* **Data provided**:
------------------------------------------------------------------------

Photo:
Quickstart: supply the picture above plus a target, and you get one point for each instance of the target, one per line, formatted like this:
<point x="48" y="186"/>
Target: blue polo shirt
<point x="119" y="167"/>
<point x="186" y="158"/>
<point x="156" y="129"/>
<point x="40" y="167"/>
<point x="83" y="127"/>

------------------------------------------------------------------------

* **What you should do**: Render every line of the records above as a JSON list of strings, one string per line, with blank lines omitted.

* **Response to the task**:
[
  "Photo:",
  "Quickstart: supply the picture above plus a target, and you get one point for each instance of the target, one per line, formatted like this:",
  "<point x=\"48\" y=\"186\"/>",
  "Target: blue polo shirt",
  "<point x=\"119\" y=\"167\"/>",
  "<point x=\"186\" y=\"158\"/>",
  "<point x=\"156\" y=\"129\"/>",
  "<point x=\"40\" y=\"167\"/>",
  "<point x=\"83\" y=\"127\"/>"
]